>> start The records

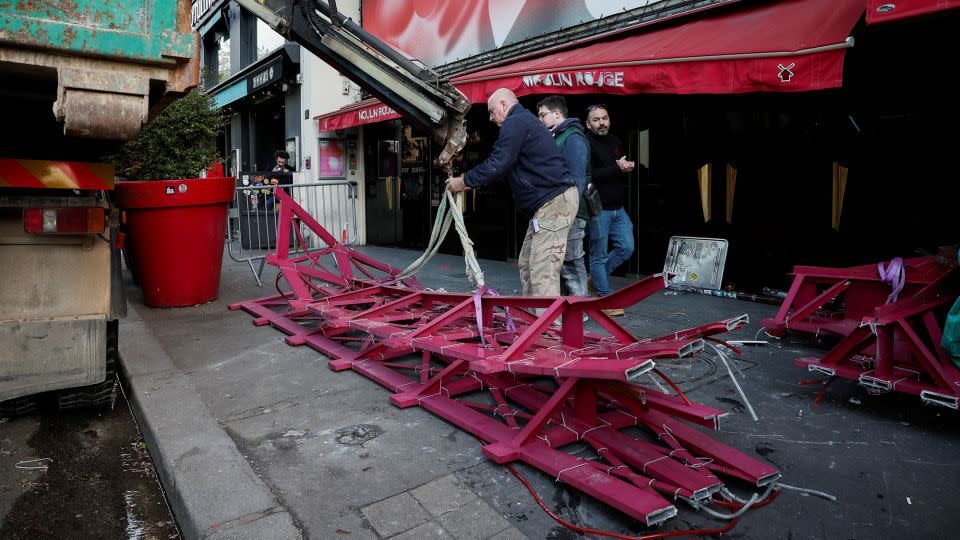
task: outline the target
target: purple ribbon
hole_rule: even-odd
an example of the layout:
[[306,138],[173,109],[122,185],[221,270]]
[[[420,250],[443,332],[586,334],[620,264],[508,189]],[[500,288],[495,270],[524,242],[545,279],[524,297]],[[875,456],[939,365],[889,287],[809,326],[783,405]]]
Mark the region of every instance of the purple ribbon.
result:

>> end The records

> [What is required]
Lay out every line of the material above as a numbered list, skipping blank lines. Leave the pictures out of the list.

> [Reply]
1. task: outline the target
2. target: purple ribbon
3. hole_rule: even-odd
4. an example of the layout:
5. [[306,138],[173,109],[122,185],[221,270]]
6. [[[420,250],[443,332],[586,334],[620,264],[508,189]],[[500,288],[495,270],[524,242],[545,279],[524,297]],[[875,456],[939,365],[889,287],[809,326],[783,405]]]
7. Mark the region of every instance of the purple ribbon.
8. result:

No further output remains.